The records below need to be restated word for word.

START Dataset records

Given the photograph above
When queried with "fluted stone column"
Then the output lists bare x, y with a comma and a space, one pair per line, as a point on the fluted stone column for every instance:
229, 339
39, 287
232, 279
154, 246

END Dataset records

** The answer **
Given the photograph above
When queried with "fluted stone column"
Then the output lists bare x, y with a comma and a space, one pair per line, as a point on the fluted stone column for every instance:
229, 339
39, 287
232, 279
154, 246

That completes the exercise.